Given problem
Copy each of the rows below word for word, changing nothing.

Stored data

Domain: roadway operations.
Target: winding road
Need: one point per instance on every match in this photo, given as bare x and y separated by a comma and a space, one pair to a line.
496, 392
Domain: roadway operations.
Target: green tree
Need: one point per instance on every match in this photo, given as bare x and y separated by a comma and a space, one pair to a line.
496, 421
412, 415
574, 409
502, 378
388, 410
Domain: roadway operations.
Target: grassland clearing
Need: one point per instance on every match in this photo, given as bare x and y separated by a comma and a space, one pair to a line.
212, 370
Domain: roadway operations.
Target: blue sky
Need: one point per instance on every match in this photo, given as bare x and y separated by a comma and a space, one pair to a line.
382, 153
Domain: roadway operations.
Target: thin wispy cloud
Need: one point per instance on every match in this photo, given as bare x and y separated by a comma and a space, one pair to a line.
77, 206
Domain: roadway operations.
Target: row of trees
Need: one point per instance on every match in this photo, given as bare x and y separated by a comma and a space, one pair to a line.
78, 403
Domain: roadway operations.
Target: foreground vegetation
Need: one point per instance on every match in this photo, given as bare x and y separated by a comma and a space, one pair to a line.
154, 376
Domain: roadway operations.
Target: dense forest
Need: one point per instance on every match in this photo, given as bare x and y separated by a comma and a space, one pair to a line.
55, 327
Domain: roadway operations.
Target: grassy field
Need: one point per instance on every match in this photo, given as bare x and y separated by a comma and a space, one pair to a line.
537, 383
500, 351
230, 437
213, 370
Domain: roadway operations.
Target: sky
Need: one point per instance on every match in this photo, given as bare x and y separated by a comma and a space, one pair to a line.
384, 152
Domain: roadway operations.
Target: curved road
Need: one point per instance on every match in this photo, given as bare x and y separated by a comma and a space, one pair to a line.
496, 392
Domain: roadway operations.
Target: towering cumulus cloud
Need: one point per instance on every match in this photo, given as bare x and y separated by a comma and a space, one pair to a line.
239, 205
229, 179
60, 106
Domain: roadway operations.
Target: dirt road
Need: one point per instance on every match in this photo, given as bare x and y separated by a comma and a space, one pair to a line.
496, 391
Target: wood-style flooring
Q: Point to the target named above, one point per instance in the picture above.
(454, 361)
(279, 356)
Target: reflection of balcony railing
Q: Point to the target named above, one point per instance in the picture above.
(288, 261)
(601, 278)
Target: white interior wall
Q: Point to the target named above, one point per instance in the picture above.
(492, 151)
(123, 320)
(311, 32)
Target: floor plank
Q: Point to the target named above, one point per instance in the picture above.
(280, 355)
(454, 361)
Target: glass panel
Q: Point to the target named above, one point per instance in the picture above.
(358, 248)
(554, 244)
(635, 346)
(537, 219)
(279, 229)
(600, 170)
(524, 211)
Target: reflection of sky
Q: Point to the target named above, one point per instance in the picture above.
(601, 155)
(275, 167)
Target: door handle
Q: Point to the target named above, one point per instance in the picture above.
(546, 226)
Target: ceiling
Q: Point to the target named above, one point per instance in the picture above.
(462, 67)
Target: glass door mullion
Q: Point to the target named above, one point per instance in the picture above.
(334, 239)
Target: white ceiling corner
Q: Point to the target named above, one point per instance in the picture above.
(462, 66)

Exercise solution
Domain: roadway operations.
Target: winding road
Need: one point per instance on every match in this photo, given as bare x and y separated by a comma and a space, one pair to a line.
496, 392
Domain: roadway operations.
Target: green tree
Need: one point per instance on every match in this photo, given as bare x and y separated by a comma and a space, one pair to a line.
496, 421
412, 415
574, 409
502, 378
388, 410
Domain: roadway operations.
Target: grassland clearing
Need: one point per instance on every match in this photo, given as bare x and y separated by a comma and a space, one pair to a line.
212, 370
Domain: roadway operations.
Target: blue sky
Need: one point per instance on every match in this photo, given as bare x and y separated by a comma and a space, one pair to a line.
382, 153
Domain: roadway operations.
Target: thin wispy cloud
Need: one point per instance on every match in this photo, given as bare x and y separated by a comma and a space, one pair to a line.
77, 206
Domain: roadway operations.
Target: row of trees
Need: one point per instance on every match in this photo, given as bare x and y separated by a comma and a space, one pair to a line.
78, 403
Domain: roadway operations.
Target: foreground vegetation
Need: one point per instance on every match in this photo, given as bare x and y separated by a comma and a space, one pair to a line.
154, 376
Domain: roadway operations.
Target: dense forest
Need: one point per instance on every match in this photo, given as bare x and y separated by a comma and a space, one pair to a line.
55, 327
Domain: roadway operations.
Target: grassy field
Need: one point per instance on every match in this photo, given as bare x and y separated by a comma and a space, one pair to a line.
537, 383
500, 351
230, 437
213, 370
Domain: roadway operations.
Target: sky
Need: one point per instance on every match in this photo, given as bare x and y separated by a comma and a space, one pair to a line.
384, 152
Domain: roadway operations.
Target: curved road
Need: one point per instance on every match in this photo, given as bare x and y separated by a comma and a space, one pair to a line.
496, 392
Domain: roadway operations.
Target: towering cumulus cloud
Need: one point per instance on every match in this photo, given as bare x and y separated by a comma and a space, one pair to a line.
239, 205
229, 179
60, 106
Domain: roadway operations.
Target: dirt road
Need: one point per instance on every match in this photo, given as bare x and y separated by a comma and a space, one pair to a line.
496, 391
Target: wood-style flooring
Q: Point to the target named above, one point per instance in the picture above.
(454, 361)
(279, 356)
Target: reflection of balcony railing
Q: Point to the target named above, one point per instance in the picture above.
(288, 261)
(601, 278)
Target: white interior wall
Q: Point to the target named above, one point per instance in the picture above.
(492, 151)
(123, 320)
(311, 32)
Target: floor plank
Q: Point to the target named above, one point per instance in the picture above.
(280, 355)
(454, 361)
Target: glass panel
Q: Point to the target named above, one point per instance in the picture above.
(358, 248)
(554, 244)
(635, 346)
(537, 219)
(279, 229)
(600, 170)
(524, 211)
Target: reflection of sky
Q: Point to the target named above, one point per instance in the picture above.
(601, 155)
(275, 167)
Target: door handle
Q: Point to the target named above, one point per instance in the picture above.
(546, 226)
Target: ceiling
Q: Point to the target named above, one point per instance in the picture above.
(462, 67)
Target: glass door mullion
Q: Point to the target named above, one point per instance in the picture above.
(334, 239)
Target: white ceiling corner
Q: Point to the target named above, one point per instance in the picture above.
(462, 66)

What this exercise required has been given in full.